- [DATA FOR THIS TASK]
== == ==
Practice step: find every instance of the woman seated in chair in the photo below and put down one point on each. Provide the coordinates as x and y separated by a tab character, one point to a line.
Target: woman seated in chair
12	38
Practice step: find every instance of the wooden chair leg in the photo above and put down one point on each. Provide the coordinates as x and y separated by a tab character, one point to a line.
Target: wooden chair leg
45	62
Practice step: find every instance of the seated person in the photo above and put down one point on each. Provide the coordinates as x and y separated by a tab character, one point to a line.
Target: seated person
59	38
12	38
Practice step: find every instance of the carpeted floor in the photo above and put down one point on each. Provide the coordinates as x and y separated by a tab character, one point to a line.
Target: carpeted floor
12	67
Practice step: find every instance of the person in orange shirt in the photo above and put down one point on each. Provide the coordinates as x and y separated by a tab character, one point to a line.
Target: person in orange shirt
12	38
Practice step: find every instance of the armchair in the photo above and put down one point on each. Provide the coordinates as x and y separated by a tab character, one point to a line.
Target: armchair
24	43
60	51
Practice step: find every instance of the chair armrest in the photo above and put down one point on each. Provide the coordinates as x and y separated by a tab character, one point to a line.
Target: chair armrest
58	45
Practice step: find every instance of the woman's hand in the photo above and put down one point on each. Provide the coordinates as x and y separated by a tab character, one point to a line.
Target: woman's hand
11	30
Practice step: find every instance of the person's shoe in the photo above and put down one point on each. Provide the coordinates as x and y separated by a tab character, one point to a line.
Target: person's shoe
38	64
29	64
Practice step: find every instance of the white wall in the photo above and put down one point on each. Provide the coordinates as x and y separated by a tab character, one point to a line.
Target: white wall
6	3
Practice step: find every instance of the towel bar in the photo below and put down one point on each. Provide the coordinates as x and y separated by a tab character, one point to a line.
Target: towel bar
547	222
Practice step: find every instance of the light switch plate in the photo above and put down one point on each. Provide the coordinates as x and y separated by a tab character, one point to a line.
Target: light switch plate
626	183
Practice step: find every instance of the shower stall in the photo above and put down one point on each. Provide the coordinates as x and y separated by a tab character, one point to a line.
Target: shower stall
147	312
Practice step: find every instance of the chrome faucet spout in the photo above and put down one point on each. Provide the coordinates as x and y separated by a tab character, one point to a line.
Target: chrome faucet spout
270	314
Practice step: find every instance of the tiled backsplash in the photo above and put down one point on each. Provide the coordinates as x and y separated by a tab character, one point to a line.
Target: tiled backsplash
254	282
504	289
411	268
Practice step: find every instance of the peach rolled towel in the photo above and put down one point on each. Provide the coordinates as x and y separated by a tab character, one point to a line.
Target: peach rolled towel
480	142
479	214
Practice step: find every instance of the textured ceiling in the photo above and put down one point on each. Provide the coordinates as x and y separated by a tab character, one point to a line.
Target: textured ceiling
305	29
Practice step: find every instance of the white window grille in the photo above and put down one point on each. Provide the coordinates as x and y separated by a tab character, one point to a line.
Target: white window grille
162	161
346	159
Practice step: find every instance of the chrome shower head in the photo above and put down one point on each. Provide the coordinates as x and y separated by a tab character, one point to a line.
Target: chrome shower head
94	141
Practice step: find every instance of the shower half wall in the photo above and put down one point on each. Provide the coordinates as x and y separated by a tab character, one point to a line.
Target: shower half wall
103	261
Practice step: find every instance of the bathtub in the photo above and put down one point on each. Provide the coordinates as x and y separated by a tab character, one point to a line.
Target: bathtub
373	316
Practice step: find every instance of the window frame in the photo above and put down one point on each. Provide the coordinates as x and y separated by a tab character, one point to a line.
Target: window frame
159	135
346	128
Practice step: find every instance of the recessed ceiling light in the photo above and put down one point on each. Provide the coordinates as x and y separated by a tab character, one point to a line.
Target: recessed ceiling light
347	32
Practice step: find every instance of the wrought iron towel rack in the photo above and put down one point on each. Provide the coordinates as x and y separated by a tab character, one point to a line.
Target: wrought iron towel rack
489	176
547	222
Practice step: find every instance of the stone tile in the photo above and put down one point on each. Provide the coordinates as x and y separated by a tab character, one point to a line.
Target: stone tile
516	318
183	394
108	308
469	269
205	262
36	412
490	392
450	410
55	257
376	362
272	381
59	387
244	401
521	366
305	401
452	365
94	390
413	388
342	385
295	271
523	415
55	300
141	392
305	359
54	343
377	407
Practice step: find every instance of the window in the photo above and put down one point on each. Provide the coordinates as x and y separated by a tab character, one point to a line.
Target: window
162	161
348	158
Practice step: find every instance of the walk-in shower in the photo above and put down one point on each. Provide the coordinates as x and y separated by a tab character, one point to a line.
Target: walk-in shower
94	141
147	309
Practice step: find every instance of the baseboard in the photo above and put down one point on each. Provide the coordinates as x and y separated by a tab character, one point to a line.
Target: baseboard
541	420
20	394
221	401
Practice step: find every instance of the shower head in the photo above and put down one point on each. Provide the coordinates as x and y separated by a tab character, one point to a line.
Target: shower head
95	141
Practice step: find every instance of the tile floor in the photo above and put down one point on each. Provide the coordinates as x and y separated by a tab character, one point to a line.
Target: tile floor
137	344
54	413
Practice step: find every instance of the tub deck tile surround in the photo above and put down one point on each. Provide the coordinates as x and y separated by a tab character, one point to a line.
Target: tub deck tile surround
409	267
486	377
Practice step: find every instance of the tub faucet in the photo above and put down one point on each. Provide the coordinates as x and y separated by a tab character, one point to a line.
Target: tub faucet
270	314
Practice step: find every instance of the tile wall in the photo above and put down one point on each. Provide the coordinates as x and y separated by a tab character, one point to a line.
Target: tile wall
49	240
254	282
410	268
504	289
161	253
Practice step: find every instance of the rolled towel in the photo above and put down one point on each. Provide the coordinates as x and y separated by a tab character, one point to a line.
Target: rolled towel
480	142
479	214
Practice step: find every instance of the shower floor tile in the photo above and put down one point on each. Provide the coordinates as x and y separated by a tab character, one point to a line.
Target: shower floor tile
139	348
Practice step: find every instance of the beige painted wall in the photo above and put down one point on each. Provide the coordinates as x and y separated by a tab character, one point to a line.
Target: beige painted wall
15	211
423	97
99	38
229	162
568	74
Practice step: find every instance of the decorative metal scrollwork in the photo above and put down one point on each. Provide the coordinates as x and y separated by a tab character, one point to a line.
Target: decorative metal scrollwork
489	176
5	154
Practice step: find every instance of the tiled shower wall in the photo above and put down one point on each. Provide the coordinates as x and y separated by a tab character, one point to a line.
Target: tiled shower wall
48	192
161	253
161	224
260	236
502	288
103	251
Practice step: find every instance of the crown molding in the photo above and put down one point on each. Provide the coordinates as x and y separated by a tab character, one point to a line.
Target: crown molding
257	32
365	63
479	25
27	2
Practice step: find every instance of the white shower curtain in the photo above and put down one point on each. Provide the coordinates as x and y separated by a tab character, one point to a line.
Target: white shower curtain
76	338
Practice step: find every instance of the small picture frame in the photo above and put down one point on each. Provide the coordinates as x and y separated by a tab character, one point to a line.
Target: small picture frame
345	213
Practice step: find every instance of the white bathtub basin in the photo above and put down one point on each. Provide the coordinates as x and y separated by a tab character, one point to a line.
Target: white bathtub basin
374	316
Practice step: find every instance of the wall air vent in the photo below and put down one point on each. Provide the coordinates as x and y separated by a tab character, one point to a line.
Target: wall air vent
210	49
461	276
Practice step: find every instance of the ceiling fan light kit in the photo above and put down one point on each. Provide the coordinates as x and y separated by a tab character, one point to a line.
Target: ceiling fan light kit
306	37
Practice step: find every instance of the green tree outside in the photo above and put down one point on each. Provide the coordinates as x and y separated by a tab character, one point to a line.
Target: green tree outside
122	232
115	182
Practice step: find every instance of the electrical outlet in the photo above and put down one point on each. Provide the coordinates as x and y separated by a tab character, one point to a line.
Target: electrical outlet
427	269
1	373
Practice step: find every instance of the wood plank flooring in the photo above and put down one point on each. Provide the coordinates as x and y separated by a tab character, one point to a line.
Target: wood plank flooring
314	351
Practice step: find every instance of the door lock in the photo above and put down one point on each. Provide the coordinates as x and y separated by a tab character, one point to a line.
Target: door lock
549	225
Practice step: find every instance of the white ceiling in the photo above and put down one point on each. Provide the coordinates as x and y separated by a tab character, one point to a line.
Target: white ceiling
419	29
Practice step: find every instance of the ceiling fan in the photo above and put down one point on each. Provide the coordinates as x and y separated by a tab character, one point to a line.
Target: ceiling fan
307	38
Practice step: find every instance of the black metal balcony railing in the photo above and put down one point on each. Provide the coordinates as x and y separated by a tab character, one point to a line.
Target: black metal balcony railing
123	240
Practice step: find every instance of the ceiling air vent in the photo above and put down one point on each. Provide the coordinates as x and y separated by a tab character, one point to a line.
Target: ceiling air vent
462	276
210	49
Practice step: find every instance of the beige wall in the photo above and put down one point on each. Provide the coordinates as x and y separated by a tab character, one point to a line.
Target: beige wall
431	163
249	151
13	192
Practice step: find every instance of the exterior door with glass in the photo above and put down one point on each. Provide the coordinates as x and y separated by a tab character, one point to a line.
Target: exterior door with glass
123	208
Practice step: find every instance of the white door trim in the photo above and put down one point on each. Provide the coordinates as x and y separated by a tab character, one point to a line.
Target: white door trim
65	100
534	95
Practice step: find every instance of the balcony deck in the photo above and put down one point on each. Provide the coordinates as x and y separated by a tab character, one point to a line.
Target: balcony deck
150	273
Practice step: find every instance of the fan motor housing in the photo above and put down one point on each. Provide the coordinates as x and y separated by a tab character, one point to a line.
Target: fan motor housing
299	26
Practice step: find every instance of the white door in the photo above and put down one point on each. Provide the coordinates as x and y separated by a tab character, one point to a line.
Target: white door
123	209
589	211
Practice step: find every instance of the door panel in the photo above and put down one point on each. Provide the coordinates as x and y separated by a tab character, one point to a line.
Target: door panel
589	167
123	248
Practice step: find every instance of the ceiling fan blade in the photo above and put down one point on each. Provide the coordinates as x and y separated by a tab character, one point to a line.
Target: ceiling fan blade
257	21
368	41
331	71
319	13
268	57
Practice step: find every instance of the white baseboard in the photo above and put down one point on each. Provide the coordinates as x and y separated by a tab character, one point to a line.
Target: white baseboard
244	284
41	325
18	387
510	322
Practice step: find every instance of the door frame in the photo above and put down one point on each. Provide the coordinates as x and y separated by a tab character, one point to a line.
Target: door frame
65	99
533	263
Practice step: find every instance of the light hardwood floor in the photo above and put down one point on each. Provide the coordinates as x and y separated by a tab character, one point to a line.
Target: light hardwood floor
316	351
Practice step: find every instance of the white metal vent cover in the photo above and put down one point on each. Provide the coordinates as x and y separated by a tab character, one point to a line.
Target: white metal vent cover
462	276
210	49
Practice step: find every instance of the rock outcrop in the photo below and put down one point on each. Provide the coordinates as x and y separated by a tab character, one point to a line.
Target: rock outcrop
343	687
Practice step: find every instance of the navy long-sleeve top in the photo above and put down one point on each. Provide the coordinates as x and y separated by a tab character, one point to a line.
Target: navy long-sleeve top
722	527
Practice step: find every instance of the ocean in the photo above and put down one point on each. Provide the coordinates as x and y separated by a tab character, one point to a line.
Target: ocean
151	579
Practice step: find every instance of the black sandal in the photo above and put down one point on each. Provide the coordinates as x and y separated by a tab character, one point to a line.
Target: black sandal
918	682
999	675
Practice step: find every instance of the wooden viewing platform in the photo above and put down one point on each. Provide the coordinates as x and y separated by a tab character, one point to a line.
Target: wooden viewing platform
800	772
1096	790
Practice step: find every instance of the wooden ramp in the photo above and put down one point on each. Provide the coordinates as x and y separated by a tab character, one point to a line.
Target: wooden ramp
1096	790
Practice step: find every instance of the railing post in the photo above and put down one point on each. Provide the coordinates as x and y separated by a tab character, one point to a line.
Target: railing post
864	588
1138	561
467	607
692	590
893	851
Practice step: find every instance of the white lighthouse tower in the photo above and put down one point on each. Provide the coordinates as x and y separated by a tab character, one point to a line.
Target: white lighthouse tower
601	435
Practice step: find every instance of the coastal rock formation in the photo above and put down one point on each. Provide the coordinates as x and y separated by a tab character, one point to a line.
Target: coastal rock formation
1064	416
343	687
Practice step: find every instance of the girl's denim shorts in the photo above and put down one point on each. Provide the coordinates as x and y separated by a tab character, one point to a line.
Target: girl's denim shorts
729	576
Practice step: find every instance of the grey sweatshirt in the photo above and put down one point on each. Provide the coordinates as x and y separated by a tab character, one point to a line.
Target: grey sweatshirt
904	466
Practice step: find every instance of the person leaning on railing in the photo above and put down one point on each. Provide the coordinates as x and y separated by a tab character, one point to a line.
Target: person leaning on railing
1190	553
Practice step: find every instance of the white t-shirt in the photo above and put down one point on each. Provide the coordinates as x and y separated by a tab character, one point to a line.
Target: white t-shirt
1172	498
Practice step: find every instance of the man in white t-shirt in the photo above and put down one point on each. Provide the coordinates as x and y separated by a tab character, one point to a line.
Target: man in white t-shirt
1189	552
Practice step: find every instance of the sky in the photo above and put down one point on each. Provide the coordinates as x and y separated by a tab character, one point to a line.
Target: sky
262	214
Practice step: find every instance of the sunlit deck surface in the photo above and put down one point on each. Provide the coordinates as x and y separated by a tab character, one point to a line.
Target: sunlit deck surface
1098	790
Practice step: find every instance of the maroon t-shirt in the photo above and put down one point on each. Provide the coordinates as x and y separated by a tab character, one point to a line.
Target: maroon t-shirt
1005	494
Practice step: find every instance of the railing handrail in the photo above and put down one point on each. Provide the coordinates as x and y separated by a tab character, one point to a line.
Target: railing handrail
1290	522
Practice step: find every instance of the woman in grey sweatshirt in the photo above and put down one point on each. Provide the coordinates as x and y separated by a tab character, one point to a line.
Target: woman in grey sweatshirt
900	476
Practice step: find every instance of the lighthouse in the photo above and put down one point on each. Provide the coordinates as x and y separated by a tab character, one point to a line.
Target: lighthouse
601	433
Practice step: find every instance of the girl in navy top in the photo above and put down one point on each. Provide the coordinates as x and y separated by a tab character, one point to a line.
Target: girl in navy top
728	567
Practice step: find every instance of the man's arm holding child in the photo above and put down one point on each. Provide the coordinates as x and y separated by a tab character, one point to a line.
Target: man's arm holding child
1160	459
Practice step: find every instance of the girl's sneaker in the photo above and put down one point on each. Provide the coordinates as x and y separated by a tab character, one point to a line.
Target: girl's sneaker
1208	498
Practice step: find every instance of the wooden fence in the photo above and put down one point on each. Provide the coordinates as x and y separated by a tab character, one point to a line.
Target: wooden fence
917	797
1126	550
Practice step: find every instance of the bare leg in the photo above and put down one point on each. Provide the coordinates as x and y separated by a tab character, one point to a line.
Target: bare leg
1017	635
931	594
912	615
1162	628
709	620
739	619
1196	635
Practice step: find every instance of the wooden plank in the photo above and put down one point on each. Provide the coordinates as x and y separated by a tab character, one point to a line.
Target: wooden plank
== == ==
- [SHORT PROBLEM]
Repeat only the lines running from the line that contains "Practice step: find every instance of the lighthouse" through the last line above, inclusive.

- [ANSWER]
Practice step: find every instance of the lighthouse in the photo above and put down one point on each. Provide the coordinates as x and y separated by a tab character, one point to a line.
Target: lighthouse
601	433
Practice step: find every instance of the girl in navy top in the photo above and put down one point on each. Provide the coordinates as x and y separated by a tab character, one point to a line.
Target: girl in navy top
728	567
Practice step: find every instance of the man's arm holding child in the photo above and put down one point on each. Provide the coordinates as x and y separated by a tab character, one point to a line.
Target: man's arm holding child
1160	459
Practice step: find every instance of the girl's sneaker in the photo above and put down one point on each. Provide the coordinates as x and y separated by a tab character, one point to a line.
Target: girl's sneaker
1208	498
Practice step: find every instance of the wooden fence in the photo above and put down one point on each. Provide the coordinates as x and y separated by a tab character, one point to a line.
Target: wooden fence
917	797
1126	550
Practice step: find every instance of the bare leg in the photo above and put down one point on each. Provide the coordinates as x and y separated by a tab character, one point to a line.
Target: bare leg
1017	635
931	594
912	615
1162	628
709	620
739	619
1196	635
Practice step: find every instance of the wooden plank in the photo above and put down one point on each. Provide the coordinates as x and y separated by a tab character, one point to a line.
Target: wooden plank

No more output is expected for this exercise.